Selected extract START

Besides Michael Dorn, other guest stars at Starbase Indy have included Marina Sirtis and Majel Barrett Roddenberry in 1989; Nichelle Nichols in 1991; Leonard Nimoy in 1992; Robert Picardo and Dwight Schultz in 1995.

==Convention activities==

Starbase Indy is run by The Starbase, a 501c3 not for profit celebrating Star Trek's vision of the future through humanitarianism and STEM education today. The funds collected through badge sales, merchandise sales, and a silent auction support bringing more interactive, engaging, and educational activities to the annual in-person event, and paying artists and performers for their involvement. All of the organizing activities are performed by volunteers.

Selected extract END
Data records START

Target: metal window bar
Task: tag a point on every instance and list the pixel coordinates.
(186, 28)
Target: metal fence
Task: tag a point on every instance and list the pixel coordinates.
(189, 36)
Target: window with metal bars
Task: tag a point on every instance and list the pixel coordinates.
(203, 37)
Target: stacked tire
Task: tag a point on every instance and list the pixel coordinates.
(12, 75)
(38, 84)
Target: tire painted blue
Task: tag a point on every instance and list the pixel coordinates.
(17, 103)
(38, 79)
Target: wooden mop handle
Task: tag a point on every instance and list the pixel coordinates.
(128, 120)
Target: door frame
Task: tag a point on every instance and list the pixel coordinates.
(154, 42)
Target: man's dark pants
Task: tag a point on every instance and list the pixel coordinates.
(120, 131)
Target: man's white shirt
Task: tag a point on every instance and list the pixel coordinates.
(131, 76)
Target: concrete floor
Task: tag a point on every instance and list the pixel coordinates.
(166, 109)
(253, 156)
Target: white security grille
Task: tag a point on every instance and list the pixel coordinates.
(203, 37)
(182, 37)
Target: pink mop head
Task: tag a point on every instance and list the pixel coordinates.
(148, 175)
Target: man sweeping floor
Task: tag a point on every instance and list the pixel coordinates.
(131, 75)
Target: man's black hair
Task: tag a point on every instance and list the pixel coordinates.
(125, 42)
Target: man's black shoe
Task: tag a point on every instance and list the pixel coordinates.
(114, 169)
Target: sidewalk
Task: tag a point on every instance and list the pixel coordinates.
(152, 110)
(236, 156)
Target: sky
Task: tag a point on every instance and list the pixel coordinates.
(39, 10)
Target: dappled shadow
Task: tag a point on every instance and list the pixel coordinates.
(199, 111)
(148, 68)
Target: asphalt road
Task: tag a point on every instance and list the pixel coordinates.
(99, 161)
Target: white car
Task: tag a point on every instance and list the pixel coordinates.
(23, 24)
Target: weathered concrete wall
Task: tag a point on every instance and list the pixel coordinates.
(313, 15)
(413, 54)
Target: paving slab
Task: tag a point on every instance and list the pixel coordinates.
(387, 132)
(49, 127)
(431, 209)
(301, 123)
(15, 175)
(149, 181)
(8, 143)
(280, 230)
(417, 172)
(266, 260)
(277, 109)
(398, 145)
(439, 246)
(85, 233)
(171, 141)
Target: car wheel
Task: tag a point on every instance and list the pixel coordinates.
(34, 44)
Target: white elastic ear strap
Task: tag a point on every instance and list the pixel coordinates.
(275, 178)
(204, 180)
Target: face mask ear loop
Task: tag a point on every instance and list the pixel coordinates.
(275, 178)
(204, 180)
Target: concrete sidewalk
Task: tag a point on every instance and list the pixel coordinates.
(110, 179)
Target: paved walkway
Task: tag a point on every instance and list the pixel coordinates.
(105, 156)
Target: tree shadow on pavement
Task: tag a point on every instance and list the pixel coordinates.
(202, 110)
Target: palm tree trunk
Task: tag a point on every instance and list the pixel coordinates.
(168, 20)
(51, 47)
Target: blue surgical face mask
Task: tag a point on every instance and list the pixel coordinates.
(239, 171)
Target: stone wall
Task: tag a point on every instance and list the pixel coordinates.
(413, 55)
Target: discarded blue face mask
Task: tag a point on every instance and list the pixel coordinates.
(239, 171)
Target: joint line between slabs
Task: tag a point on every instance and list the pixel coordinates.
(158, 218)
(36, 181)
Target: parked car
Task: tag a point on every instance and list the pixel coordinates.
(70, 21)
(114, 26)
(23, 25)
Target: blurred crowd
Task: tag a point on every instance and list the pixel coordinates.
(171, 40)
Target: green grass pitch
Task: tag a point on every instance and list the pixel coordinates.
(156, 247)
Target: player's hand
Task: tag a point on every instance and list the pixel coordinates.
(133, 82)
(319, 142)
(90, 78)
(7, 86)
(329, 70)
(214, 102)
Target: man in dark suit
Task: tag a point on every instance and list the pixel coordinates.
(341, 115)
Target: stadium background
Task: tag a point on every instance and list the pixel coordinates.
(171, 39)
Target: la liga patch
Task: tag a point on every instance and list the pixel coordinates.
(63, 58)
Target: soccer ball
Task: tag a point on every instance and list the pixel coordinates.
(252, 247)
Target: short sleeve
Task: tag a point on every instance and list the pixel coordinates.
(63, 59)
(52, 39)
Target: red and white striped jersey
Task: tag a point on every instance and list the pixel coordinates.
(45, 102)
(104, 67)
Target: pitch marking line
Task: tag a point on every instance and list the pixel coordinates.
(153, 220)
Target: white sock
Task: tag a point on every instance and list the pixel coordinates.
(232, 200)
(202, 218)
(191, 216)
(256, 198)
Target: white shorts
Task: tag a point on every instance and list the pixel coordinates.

Data records END

[Your assignment]: Give what follows the last sentence of the Starbase Indy convention text.

[Answer space]:
Speakers at the event range from performers, creators, scientists, academics, and more. A comprehensive list of past program sessions can be found in the archived program guides available online for prior years, starting in 2018.
- /2018
- /2019
- /2021
- /2022

Starbase Indy has traditionally included the typical Q&A sessions with guest stars, a dealers’ room, panel discussions on science and science fiction topics, a masquerade, a dance, and appearances by scientists and authors. Programming in the past has included sessions on screenwriting, prop building, building robots, filk music, and meetings for Star Trek clubs.